**Belge:**
------------------------------------------------
1974 yılından sonra ise paramiliter bir örgüt olan ikinci kuşak Kıbrıs Türk sağı yapı değiştirir. Tanınmamış olsa bile, bir devlet yapısı kuran Kıbrıs Türk sağı özne olma iddiasını kurumsallaştırır. Önce Kıbrıs Türk Federe Devleti’nın, ardından da KKTC’nin ilanı ile beraber üçüncü kuşak Kıbrıslı Türk sağı ortaya çıkar. Üçüncü kuşak Kıbrıslı Türk sağı milliyetçi değerleri yanısıra bürokratik mekanizması, kurumlar arası hiyerarşisi ve kariyer olanakları ile birlikte yeni bir hegemonya inşaa eder.
Artık ideolojik düşüncesi devletin ideolojik aygıtlarını da kullanabilmesinden ötürü Kuzey Kıbrıs coğrafyasının tümüne nüfuz eder. Kıbrıslı Türk sağı 1974 yılından bugüne kadar üst kadrolarında ciddi bir değişikliğe uğramasa da, ganimet üzerinden yaratılan rant sistemi yozlaşmaya gebedir. Denktaş sağın liderliğini yürüttüğü sürece bu yozlaşmaya rağmen siyaset yapacak manevra alanı oluşturmayı başarır. Ancak, 2004 ve sonrasında Kıbrıslı Türk sağı gerçek bir krize girer. Bu kriz sırasında dahi seçim kazanır ama somut olarak sunduğu tek çözüm: biat ve feodal ilişkilerin ötesini geçmez.
------------------------------------------------
**Kayıtlar:**
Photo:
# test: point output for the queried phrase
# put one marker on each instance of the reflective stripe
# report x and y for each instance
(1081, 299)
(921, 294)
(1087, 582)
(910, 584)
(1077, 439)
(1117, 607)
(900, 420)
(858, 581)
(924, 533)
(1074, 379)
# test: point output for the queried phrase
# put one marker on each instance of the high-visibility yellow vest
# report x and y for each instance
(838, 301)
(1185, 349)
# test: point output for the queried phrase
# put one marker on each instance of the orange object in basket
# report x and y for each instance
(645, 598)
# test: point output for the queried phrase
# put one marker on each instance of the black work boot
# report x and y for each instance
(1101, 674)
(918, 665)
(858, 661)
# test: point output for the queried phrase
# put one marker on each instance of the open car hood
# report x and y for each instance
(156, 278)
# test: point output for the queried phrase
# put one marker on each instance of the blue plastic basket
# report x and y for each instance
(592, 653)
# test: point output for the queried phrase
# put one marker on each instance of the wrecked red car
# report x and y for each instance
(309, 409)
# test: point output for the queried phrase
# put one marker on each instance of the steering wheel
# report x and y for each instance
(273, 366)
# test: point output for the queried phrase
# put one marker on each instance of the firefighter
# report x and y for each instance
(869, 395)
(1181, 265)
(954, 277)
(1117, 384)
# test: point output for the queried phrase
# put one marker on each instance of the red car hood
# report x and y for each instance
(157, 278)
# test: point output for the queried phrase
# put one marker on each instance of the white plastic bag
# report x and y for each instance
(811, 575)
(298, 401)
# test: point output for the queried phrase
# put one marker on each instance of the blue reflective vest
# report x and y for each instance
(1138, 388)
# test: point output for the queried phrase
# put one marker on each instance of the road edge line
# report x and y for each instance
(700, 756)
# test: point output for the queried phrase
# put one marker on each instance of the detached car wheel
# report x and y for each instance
------------------------------------------------
**Yazılı Görevler:**
**1)** Belgeye göre üçüncü kuşak Kıbrıslı Türk sağı yeni bir hegemonya inşa ederken hangi unsurlardan yararlanır? Hepsini sıralayın.
**2)** Kayıtlardan "wheel" dizesini içeren bütün satırları süzüp aktarın. Büyük ve küçük harf ayrımı dikkate alınmalıdır.

**Görev Sonuçları:**
**1)** Milliyetçi değerler, bürokratik mekanizma, kurumlar arası hiyerarşi ve kariyer olanakları.

**2)**
# put one marker on each instance of the steering wheel
# put one marker on each instance of the detached car wheel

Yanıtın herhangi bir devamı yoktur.